## WORKING DATA:
===
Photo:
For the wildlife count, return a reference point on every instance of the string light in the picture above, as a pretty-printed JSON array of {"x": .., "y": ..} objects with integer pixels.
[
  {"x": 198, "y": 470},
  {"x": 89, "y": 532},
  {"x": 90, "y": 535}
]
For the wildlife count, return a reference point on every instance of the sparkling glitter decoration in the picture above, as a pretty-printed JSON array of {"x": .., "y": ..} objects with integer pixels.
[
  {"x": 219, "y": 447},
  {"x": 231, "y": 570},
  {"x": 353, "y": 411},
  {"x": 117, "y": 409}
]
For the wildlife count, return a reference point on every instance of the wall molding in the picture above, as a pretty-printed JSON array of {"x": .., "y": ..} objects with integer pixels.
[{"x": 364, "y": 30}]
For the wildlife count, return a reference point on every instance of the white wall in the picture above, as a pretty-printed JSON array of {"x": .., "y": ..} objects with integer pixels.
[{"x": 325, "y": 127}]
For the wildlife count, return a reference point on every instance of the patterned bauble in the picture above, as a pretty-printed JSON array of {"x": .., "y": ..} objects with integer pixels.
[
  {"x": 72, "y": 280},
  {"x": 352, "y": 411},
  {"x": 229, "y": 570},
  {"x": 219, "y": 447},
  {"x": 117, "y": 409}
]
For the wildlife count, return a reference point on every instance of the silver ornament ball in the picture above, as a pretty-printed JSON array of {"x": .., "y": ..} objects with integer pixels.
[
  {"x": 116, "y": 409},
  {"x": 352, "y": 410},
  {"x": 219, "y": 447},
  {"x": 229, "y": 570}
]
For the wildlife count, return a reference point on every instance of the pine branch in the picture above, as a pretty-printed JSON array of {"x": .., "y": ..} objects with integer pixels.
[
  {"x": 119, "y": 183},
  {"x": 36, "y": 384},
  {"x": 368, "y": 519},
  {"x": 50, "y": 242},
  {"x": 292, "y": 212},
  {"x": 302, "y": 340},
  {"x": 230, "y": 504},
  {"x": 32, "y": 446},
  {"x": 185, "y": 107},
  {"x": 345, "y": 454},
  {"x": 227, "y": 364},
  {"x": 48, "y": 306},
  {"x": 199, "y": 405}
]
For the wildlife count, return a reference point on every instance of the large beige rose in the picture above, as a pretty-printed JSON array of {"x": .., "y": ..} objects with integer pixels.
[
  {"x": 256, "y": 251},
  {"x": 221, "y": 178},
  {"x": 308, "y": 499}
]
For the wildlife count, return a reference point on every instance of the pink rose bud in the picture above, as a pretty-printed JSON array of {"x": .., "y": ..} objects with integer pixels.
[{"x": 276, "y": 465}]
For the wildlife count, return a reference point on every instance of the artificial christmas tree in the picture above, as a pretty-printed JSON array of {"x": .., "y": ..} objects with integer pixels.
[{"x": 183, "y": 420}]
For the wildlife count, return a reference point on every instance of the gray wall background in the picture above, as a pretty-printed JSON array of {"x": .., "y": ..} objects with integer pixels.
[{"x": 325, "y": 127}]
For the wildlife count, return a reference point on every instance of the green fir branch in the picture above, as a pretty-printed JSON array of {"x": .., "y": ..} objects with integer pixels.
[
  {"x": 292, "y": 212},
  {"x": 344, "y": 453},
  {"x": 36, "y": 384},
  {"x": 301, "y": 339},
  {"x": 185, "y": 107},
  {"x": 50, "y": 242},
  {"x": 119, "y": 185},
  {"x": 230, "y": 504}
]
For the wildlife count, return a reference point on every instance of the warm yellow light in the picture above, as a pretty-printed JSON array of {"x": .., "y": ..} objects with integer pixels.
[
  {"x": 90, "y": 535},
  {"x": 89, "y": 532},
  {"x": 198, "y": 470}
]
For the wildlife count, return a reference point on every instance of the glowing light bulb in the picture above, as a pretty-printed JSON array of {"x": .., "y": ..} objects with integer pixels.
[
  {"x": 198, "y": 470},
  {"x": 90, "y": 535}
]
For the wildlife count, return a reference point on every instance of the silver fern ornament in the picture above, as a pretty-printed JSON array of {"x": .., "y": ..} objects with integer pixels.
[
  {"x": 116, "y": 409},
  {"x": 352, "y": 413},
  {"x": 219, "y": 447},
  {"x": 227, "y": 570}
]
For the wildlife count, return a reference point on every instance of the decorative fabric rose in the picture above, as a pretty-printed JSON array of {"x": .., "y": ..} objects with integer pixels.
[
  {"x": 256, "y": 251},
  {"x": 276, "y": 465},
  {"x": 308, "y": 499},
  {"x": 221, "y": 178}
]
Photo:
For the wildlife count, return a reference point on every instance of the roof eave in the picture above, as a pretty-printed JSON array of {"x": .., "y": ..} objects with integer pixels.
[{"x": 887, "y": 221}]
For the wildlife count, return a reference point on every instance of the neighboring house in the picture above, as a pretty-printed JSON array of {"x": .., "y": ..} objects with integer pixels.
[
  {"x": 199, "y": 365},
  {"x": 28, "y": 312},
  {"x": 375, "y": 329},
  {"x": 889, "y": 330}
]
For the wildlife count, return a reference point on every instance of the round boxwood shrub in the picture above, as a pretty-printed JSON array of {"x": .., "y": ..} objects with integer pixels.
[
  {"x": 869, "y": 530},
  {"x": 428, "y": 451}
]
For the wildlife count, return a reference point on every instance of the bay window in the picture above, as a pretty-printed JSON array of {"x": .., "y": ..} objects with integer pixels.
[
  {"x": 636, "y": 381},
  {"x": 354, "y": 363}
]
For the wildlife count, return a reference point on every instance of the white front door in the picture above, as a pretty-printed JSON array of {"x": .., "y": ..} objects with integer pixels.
===
## TASK DESCRIPTION:
Reproduce each of the rows above verbatim, leaving every character unchanged.

## RESULT OF THE EXERCISE:
Photo:
For the wildlife count, return a reference point on every instance of the string light in the picture above, as a pretty-printed JSON array of {"x": .., "y": ..} objects with integer pixels.
[
  {"x": 198, "y": 470},
  {"x": 89, "y": 532},
  {"x": 90, "y": 535}
]
For the wildlife count, return a reference point on every instance of the sparkling glitter decoration in the picture above, as a pretty-printed JSON array of {"x": .., "y": ..} objects with integer pixels.
[
  {"x": 219, "y": 447},
  {"x": 231, "y": 570},
  {"x": 353, "y": 411},
  {"x": 117, "y": 409}
]
For the wildlife count, return a reference point on every instance of the wall molding in the picture above, as a pretty-printed JSON array of {"x": .., "y": ..} objects with integer pixels.
[{"x": 364, "y": 30}]
For the wildlife count, return a reference point on every instance of the white wall in the picture above, as a pretty-printed JSON array of {"x": .., "y": ..} objects with integer pixels.
[{"x": 325, "y": 127}]
For the wildlife count, return a reference point on every instance of the patterned bauble in the picture above, as a pretty-printed JSON array of {"x": .., "y": ..} objects with integer pixels.
[
  {"x": 72, "y": 280},
  {"x": 352, "y": 411},
  {"x": 229, "y": 570},
  {"x": 219, "y": 447},
  {"x": 117, "y": 409}
]
For the wildlife count, return a reference point on every instance of the silver ornament ball in the picture above, as a pretty-printed JSON array of {"x": .., "y": ..} objects with integer pixels.
[
  {"x": 116, "y": 409},
  {"x": 352, "y": 410},
  {"x": 219, "y": 447},
  {"x": 229, "y": 570}
]
For the wildlife count, return a reference point on every instance of the pine branch in the picture above, as a pretty-printed JSON array of {"x": .., "y": ..} objects with integer pixels.
[
  {"x": 119, "y": 183},
  {"x": 36, "y": 384},
  {"x": 368, "y": 519},
  {"x": 50, "y": 242},
  {"x": 292, "y": 212},
  {"x": 302, "y": 340},
  {"x": 230, "y": 504},
  {"x": 32, "y": 446},
  {"x": 185, "y": 107},
  {"x": 345, "y": 454},
  {"x": 227, "y": 364},
  {"x": 48, "y": 306},
  {"x": 199, "y": 405}
]
For the wildlife count, return a reference point on every instance of the large beige rose in the picture above, as a pretty-printed JSON array of {"x": .., "y": ..} objects with integer pixels.
[
  {"x": 256, "y": 251},
  {"x": 221, "y": 178},
  {"x": 308, "y": 499}
]
For the wildlife count, return a reference point on every instance of the pink rose bud in the picture above, as a pretty-printed JSON array of {"x": .., "y": ..} objects with integer pixels.
[{"x": 276, "y": 465}]
For the wildlife count, return a reference point on every instance of the artificial christmas tree in the picture above, as a pretty-printed JSON array of {"x": .., "y": ..} objects with integer pixels.
[{"x": 183, "y": 420}]
For the wildlife count, return a reference point on every instance of the gray wall background in the picture above, as a pretty-printed JSON array of {"x": .., "y": ..} objects with integer pixels.
[{"x": 325, "y": 127}]
For the wildlife count, return a reference point on every instance of the green fir branch in the picture above, as a pretty-printed JSON array of {"x": .., "y": ..} objects with integer pixels.
[
  {"x": 292, "y": 212},
  {"x": 344, "y": 453},
  {"x": 36, "y": 384},
  {"x": 301, "y": 339},
  {"x": 185, "y": 107},
  {"x": 50, "y": 242},
  {"x": 119, "y": 185},
  {"x": 230, "y": 504}
]
For the wildlife count, return a reference point on every instance of the warm yellow light in the picture above, as a pretty-printed JSON array of {"x": .., "y": ..} objects with integer pixels.
[
  {"x": 90, "y": 535},
  {"x": 89, "y": 532},
  {"x": 198, "y": 470}
]
For the wildlife count, return a reference point on every instance of the glowing light bulb in the picture above, as a pretty-printed JSON array of {"x": .., "y": ..} objects with integer pixels.
[
  {"x": 198, "y": 470},
  {"x": 90, "y": 535}
]
For the wildlife count, return a reference point on every instance of the silver fern ornament in the picture above, as a pretty-printed JSON array of {"x": .., "y": ..} objects with integer pixels.
[
  {"x": 116, "y": 409},
  {"x": 352, "y": 413},
  {"x": 219, "y": 447},
  {"x": 227, "y": 570}
]
For the wildlife count, return a reference point on every instance of the decorative fabric rose in the picture above, as a pretty-printed JSON array of {"x": .., "y": ..} objects with integer pixels.
[
  {"x": 256, "y": 251},
  {"x": 276, "y": 465},
  {"x": 308, "y": 499},
  {"x": 221, "y": 178}
]
Photo:
For the wildlife count, return a reference point on every instance of the roof eave in the picture above, as a pretty-printed JSON array of {"x": .., "y": ..} objects with integer pixels.
[{"x": 887, "y": 221}]
For the wildlife count, return a reference point on every instance of the neighboring house in the picture above, as a pretty-printed JSON array of {"x": .., "y": ..} objects with integer pixels.
[
  {"x": 199, "y": 365},
  {"x": 28, "y": 312},
  {"x": 375, "y": 329},
  {"x": 889, "y": 330}
]
For the wildlife count, return a reference point on every instance of the round boxwood shrub in the picture above, as a pretty-printed JSON array of {"x": .., "y": ..} objects with integer pixels.
[
  {"x": 869, "y": 530},
  {"x": 428, "y": 451}
]
For the wildlife count, return a reference point on every instance of the bay window in the picture above, as a pretty-printed JSON array of {"x": .., "y": ..} objects with integer pixels.
[
  {"x": 636, "y": 381},
  {"x": 354, "y": 363}
]
For the wildlife count, return a reference point on every instance of the white front door in the picture above, as a pretty-printed JSON array of {"x": .., "y": ..} objects with integer pixels.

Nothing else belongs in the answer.